_LO QUE HARÁS_.
A - Anota todas las palabras terminadas en "-mente" que aparecen en el texto sobre los impuestos a las iglesias.
B - Responde con lo que dice el texto sobre los impuestos a las iglesias:
(i) ¿Qué postura apoyó ayer el editorial de El Espectador?
(ii) ¿En cuántos puntos sustentó el editorial esa postura?
(iii) Según el segundo punto, ¿qué garantiza un régimen tributario igual para organizaciones laicas y religiosas?
C - Edita el texto sobre los impuestos a las iglesias desde "Ayer, sorpresivamente, el" hasta "justificada esa discriminación?", ambos incluidos, y pon "exoneración tributaria" en lugar de "exención tributaria".

_FRAGMENTO DEL DOCUMENTO_.

· · · ·

Como reacción a la victoria del fascismo en el plebiscito, la semana pasada tomó fuerza la iniciativa de exigir que se le cobren impuestos a las iglesias.
Ayer, sorpresivamente, el editorial de El Espectador fue en apoyo a esa postura, que sustentó breve aunque sustantivamente, en cuatro puntos:
Primero, la exención tributaria lo que hace, en la práctica, es que les otorga a las instituciones religiosas un beneficio financiero que no reciben otras iniciativas de origen laico. Entonces, el Estado, que se dice separado de la iglesia, termina privilegiando a los cultos. Eso significa que una persona no creyente está recibiendo un trato distinto a un creyente, única y exclusivamente por cuestión de su religión. ¿Está justificada esa discriminación?
Segundo, la exención es un privilegio que no puede asociarse con la libertad de cultos. De hecho, imponer un régimen tributario igual para organizaciones laicas y religiosas lo que garantiza es que el Estado no entre a definir qué cultos ameritan la exención y cuáles no, dando vía libre a que las personas se organicen alrededor de las creencias que deseen. Por supuesto, tampoco se trata de que mediante cargas tributarias se censure un culto, pero eso puede definirse con una regulación adecuada, no con la exención.

· · · ·

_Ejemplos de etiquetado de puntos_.
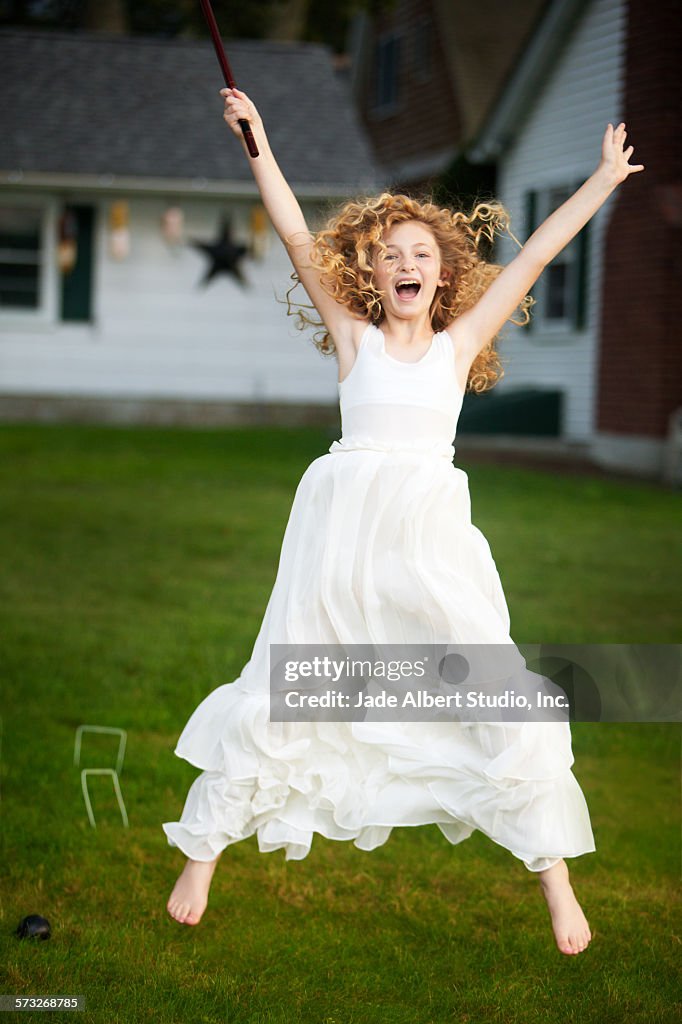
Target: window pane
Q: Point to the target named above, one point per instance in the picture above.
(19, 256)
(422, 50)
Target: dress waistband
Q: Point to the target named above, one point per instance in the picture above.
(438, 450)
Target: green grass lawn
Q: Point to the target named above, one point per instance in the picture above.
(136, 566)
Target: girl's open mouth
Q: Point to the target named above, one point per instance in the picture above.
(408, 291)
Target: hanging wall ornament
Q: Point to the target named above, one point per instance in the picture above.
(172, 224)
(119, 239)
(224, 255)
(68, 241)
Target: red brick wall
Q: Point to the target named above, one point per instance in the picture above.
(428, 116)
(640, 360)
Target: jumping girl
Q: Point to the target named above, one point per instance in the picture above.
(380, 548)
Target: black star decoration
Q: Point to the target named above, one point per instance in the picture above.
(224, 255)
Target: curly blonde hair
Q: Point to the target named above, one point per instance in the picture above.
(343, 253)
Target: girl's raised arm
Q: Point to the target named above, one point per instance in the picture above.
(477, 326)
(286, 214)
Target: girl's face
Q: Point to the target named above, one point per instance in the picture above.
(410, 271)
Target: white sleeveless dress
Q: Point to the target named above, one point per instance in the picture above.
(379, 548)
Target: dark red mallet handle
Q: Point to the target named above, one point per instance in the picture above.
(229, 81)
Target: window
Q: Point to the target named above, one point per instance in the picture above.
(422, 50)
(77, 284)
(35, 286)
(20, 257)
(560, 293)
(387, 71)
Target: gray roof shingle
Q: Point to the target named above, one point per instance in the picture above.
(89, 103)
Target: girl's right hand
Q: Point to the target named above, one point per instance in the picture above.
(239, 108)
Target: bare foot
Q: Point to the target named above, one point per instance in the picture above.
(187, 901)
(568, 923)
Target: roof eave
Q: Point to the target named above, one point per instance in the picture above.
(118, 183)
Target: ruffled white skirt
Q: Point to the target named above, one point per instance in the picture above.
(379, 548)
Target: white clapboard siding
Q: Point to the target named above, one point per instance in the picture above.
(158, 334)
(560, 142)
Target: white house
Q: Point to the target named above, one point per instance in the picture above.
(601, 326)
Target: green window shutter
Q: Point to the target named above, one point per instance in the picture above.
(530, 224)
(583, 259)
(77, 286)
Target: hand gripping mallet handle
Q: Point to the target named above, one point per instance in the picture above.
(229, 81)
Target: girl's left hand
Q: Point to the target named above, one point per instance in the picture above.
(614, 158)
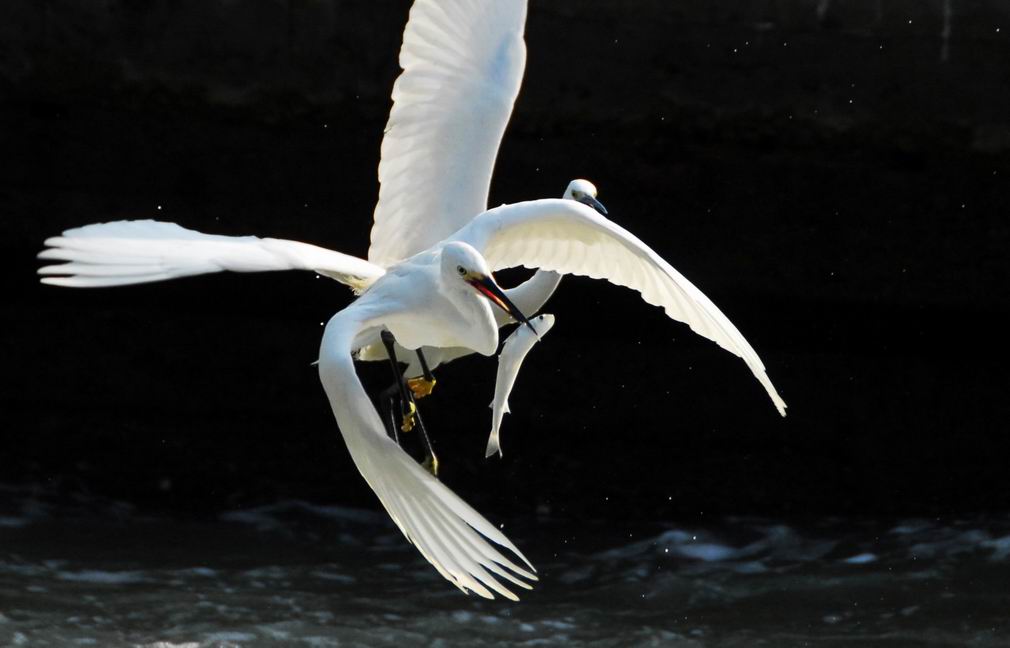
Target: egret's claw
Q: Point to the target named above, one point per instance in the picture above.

· · · ·

_SOLUCIONES COMPLETAS_.
A - sorpresivamente, sustantivamente, exclusivamente

B -
(i) La de exigir que se les cobren impuestos a las iglesias.
(ii) En cuatro puntos.
(iii) Que el Estado no entre a definir qué cultos ameritan la exención y cuáles no.

C -
Ayer, sorpresivamente, el editorial de El Espectador fue en apoyo a esa postura, que sustentó breve aunque sustantivamente, en cuatro puntos:
Primero, la exoneración tributaria lo que hace, en la práctica, es que les otorga a las instituciones religiosas un beneficio financiero que no reciben otras iniciativas de origen laico. Entonces, el Estado, que se dice separado de la iglesia, termina privilegiando a los cultos. Eso significa que una persona no creyente está recibiendo un trato distinto a un creyente, única y exclusivamente por cuestión de su religión. ¿Está justificada esa discriminación?